• **Task description**:
Answer with a bare number: the count of lines in the data below that contain the word "police".

::::::

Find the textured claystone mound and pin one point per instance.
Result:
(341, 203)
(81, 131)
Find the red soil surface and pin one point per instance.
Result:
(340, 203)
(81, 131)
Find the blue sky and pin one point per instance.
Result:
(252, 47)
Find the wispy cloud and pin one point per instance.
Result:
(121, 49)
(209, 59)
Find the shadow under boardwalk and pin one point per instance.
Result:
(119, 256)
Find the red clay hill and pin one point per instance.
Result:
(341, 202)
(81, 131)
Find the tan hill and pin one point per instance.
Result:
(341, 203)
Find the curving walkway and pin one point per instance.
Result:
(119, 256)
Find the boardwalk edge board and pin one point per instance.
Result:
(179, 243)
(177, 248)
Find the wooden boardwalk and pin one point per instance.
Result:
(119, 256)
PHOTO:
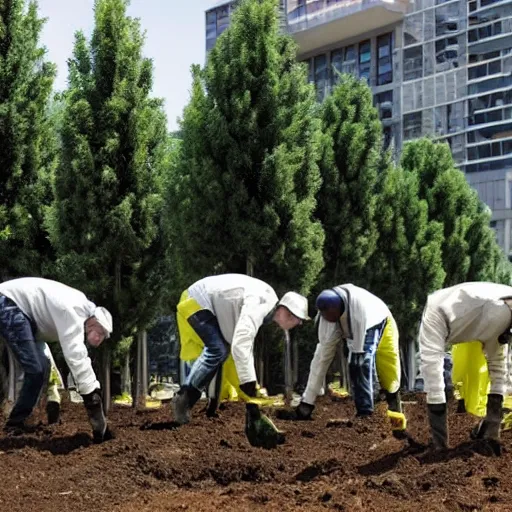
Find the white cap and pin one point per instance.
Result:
(104, 318)
(295, 303)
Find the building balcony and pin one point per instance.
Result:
(319, 23)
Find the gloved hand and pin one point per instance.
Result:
(260, 430)
(52, 412)
(249, 388)
(489, 427)
(304, 411)
(398, 422)
(438, 425)
(94, 405)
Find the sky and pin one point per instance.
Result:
(175, 39)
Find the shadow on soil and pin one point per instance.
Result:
(54, 445)
(162, 425)
(428, 456)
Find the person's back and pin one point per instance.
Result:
(217, 291)
(473, 310)
(45, 302)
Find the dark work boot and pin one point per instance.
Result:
(394, 401)
(183, 402)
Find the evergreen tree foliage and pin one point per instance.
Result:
(407, 264)
(247, 177)
(28, 155)
(469, 242)
(349, 164)
(106, 222)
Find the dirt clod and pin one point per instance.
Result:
(154, 465)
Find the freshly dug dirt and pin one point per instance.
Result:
(349, 464)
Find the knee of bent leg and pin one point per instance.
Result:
(220, 351)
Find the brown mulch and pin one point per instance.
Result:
(347, 465)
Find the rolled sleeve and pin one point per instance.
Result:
(432, 342)
(70, 329)
(329, 335)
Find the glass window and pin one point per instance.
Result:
(349, 61)
(211, 25)
(313, 6)
(447, 19)
(488, 85)
(387, 137)
(321, 76)
(494, 67)
(412, 125)
(336, 65)
(365, 57)
(413, 63)
(384, 103)
(384, 57)
(413, 29)
(472, 153)
(484, 151)
(222, 19)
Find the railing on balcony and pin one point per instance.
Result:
(302, 14)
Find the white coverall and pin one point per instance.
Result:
(466, 312)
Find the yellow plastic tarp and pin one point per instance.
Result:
(470, 377)
(387, 358)
(192, 346)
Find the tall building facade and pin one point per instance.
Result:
(436, 67)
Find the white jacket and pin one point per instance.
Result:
(240, 304)
(462, 313)
(59, 313)
(363, 310)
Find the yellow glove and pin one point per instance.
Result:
(506, 422)
(397, 420)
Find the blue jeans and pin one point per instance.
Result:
(362, 370)
(215, 352)
(18, 333)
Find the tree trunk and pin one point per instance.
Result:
(288, 386)
(141, 376)
(126, 375)
(105, 367)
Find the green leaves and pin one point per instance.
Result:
(28, 149)
(248, 174)
(109, 186)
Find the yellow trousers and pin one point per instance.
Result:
(192, 346)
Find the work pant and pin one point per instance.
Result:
(381, 350)
(18, 333)
(214, 353)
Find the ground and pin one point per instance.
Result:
(346, 465)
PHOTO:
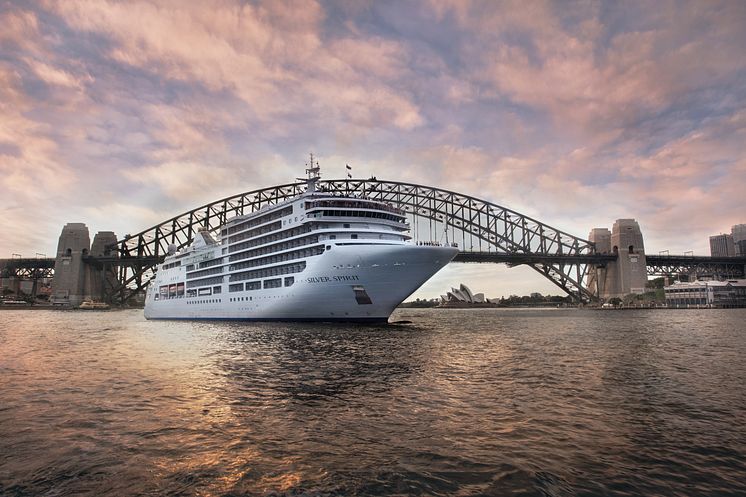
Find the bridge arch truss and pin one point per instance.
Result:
(434, 214)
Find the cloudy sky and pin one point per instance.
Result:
(121, 114)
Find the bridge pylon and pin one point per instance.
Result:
(627, 273)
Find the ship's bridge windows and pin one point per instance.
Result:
(296, 267)
(260, 220)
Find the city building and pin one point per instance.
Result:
(462, 296)
(738, 232)
(722, 246)
(729, 293)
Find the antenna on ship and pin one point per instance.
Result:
(313, 173)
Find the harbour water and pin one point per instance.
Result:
(454, 402)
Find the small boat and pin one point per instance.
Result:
(91, 305)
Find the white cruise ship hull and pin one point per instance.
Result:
(350, 282)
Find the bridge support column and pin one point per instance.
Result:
(70, 273)
(628, 273)
(102, 279)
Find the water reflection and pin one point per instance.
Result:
(470, 403)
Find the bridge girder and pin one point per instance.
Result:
(491, 227)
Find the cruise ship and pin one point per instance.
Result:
(315, 257)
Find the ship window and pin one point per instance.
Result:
(361, 295)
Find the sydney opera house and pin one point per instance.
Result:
(463, 297)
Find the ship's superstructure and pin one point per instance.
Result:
(313, 257)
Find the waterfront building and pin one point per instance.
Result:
(738, 232)
(729, 293)
(462, 295)
(722, 246)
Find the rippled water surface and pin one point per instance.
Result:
(456, 402)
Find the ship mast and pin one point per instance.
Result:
(313, 173)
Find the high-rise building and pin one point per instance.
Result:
(738, 232)
(722, 246)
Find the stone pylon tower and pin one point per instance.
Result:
(628, 274)
(601, 237)
(70, 273)
(104, 277)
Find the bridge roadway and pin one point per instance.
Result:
(656, 264)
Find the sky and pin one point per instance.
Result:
(121, 114)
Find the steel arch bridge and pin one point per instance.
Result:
(485, 231)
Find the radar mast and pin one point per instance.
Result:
(313, 173)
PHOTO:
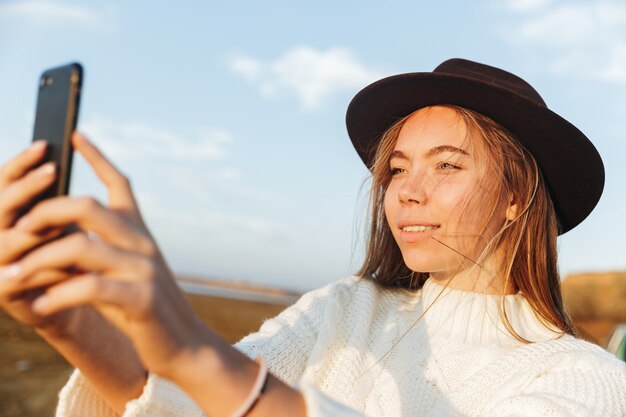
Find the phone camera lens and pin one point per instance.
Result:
(45, 81)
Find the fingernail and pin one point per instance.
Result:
(23, 222)
(40, 304)
(46, 169)
(10, 271)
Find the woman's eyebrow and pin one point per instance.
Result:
(398, 154)
(445, 148)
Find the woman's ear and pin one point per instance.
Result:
(512, 209)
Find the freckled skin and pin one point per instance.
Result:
(434, 184)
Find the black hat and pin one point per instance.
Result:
(569, 162)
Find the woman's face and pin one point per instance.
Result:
(440, 205)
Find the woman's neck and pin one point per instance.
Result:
(486, 278)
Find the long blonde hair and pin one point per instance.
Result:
(528, 243)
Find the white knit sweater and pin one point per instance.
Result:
(355, 349)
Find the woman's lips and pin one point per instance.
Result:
(411, 233)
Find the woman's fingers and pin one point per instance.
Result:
(89, 215)
(22, 163)
(90, 288)
(18, 194)
(75, 252)
(120, 193)
(15, 242)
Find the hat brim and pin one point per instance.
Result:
(570, 164)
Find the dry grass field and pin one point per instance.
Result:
(31, 373)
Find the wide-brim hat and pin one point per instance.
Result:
(570, 164)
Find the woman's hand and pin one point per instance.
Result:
(19, 185)
(112, 264)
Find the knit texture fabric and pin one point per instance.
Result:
(356, 349)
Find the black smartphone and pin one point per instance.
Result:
(55, 120)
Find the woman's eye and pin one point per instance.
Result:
(448, 166)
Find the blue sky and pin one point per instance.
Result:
(229, 116)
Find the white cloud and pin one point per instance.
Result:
(583, 38)
(526, 5)
(139, 141)
(312, 75)
(48, 13)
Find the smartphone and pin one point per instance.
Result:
(55, 120)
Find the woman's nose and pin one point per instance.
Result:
(413, 190)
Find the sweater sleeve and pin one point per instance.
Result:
(578, 385)
(285, 342)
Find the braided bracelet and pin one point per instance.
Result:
(255, 393)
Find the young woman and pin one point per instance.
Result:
(455, 311)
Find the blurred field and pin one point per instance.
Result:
(31, 373)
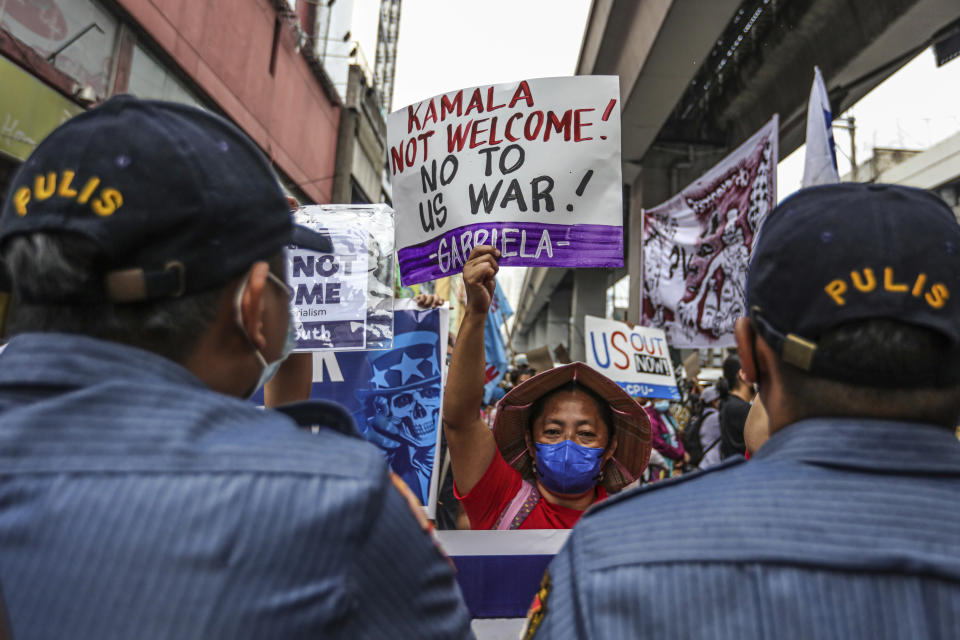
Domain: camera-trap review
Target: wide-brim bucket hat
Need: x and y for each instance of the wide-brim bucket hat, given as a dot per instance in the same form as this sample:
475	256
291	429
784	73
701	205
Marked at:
630	422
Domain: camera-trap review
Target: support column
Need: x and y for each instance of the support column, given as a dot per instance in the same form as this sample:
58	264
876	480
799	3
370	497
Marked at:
558	319
589	298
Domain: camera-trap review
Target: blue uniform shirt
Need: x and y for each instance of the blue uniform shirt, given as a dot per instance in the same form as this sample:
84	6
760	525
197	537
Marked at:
137	503
838	528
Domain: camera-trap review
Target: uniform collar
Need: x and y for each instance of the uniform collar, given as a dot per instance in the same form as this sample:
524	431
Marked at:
71	360
865	444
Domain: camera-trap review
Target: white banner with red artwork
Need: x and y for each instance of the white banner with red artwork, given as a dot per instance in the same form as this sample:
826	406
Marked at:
697	245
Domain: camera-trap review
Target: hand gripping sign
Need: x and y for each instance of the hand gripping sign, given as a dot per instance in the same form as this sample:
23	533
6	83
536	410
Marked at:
532	168
638	358
341	271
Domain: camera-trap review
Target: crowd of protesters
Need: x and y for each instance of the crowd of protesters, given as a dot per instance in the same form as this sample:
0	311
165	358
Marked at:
142	494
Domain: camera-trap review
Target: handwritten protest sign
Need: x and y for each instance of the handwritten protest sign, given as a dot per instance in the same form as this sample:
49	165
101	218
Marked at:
697	245
532	168
341	300
637	359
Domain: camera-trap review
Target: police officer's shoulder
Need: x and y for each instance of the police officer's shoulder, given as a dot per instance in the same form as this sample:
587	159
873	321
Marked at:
687	479
270	441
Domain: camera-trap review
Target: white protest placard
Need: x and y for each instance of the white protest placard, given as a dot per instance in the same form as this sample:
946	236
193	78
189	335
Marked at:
531	167
342	296
637	359
330	294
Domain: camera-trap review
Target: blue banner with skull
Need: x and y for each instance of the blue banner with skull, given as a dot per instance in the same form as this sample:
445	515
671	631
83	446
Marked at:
394	395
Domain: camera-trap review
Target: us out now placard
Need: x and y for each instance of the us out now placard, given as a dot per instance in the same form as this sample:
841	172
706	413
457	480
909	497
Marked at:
637	359
531	167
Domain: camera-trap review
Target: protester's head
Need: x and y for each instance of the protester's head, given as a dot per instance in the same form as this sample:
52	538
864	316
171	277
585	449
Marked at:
711	397
571	428
853	309
523	374
155	225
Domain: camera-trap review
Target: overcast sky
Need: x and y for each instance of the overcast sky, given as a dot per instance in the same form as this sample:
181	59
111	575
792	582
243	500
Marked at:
451	44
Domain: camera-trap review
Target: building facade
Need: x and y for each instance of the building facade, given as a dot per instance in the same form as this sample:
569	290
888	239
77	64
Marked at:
252	61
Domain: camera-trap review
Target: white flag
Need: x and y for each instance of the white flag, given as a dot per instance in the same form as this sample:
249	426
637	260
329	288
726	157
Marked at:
820	166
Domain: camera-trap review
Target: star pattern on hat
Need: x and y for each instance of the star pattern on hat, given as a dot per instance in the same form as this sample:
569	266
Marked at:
380	377
408	367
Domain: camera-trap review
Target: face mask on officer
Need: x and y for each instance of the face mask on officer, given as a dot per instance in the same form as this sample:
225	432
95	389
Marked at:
268	369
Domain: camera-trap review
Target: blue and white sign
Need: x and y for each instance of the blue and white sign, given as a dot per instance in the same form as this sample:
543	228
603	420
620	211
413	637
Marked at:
395	394
499	573
637	358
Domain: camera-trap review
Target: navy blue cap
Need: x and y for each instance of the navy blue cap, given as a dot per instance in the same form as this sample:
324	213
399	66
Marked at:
178	199
845	252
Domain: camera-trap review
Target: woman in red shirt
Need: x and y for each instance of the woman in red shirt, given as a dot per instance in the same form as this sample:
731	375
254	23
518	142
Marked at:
561	441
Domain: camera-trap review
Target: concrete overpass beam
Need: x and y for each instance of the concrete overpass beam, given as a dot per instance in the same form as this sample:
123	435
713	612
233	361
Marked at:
558	319
589	297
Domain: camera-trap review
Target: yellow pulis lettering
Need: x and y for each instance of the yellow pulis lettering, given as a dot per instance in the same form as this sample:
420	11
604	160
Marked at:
65	190
835	290
43	188
109	201
20	200
889	284
918	285
869	283
937	296
88	190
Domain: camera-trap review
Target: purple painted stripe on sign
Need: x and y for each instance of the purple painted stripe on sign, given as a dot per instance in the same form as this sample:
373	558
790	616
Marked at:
527	244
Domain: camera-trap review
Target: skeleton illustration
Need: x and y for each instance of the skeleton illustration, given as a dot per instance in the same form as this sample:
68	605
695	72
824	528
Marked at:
402	411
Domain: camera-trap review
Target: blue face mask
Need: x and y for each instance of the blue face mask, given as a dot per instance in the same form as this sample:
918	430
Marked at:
268	368
271	369
568	468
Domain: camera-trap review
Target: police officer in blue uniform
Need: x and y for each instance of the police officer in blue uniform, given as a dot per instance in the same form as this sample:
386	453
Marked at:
845	523
140	495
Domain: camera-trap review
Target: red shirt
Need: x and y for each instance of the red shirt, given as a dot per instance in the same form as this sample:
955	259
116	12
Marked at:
498	486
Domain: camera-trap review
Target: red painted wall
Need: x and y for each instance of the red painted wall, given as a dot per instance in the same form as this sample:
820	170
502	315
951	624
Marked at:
225	47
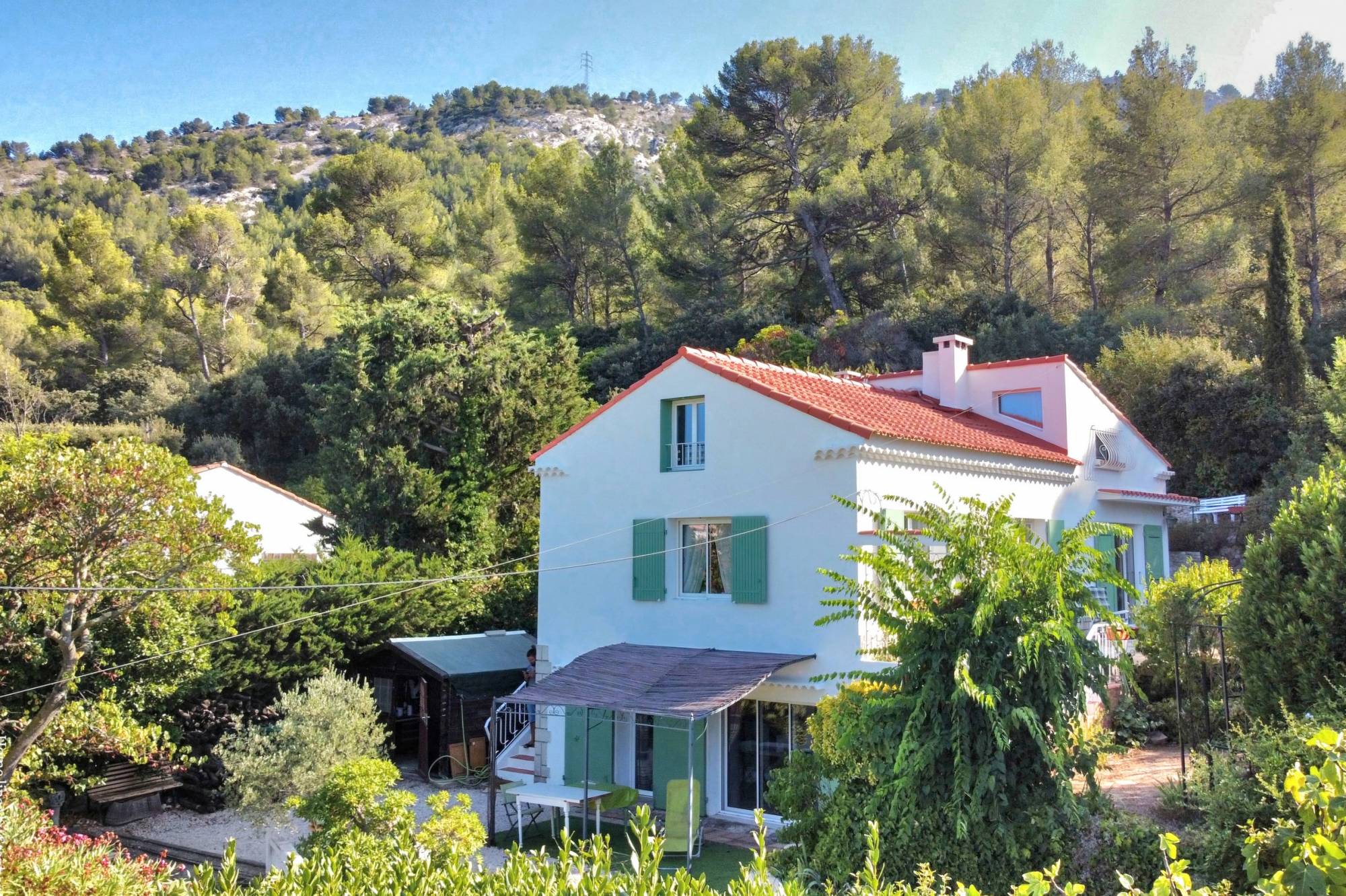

::::::

• **Answer to this task**:
4